_Written instruction_
Reproduce each line from the one containing "air and record integer pixel coordinates." through the end of the items, with both ends included and every character unchanged.

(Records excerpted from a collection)
——————
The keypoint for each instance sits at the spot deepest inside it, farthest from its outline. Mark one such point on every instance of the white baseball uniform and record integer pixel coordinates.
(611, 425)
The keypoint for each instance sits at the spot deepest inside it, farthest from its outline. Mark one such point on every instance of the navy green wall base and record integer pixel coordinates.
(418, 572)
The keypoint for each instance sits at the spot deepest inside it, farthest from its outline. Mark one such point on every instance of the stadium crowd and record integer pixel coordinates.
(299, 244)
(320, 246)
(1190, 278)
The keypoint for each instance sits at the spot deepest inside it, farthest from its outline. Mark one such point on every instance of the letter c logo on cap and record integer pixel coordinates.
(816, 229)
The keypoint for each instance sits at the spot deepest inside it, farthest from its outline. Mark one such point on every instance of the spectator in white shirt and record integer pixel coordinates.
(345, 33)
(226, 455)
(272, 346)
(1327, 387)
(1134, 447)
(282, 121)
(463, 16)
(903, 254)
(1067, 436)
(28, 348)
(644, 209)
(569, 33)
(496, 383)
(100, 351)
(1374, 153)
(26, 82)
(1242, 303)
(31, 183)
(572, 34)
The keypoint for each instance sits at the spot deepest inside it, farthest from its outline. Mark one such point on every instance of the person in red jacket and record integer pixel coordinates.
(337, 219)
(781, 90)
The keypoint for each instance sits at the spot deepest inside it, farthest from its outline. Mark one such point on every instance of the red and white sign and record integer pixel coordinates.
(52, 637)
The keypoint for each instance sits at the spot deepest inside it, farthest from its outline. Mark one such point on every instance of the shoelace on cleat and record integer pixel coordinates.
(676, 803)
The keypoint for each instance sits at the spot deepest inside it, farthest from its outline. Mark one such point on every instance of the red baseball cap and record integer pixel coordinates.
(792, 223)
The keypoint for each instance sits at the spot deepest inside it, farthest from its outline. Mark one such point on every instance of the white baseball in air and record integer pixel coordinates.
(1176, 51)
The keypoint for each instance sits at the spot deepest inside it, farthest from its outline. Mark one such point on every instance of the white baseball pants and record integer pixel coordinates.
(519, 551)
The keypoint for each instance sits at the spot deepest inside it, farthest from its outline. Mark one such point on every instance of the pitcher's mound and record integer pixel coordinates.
——————
_Answer for this exercise_
The keypoint for each instance sits at the spot deepest inside it, farthest from its outline. Mark one such point on every instance of the white baseball in air and record integer pixel coordinates.
(1176, 51)
The keypoint for each instance sits at the spot deepest inside it, farthest from its outline. Mark one such point on every instance of the white baseball pants and record integer pixel coordinates.
(519, 551)
The keypoint for each instance sits at the spot deepest inside it, farthest from its outline. Mark one such point on every instance of the pitcher's mound and record integer pixel coordinates.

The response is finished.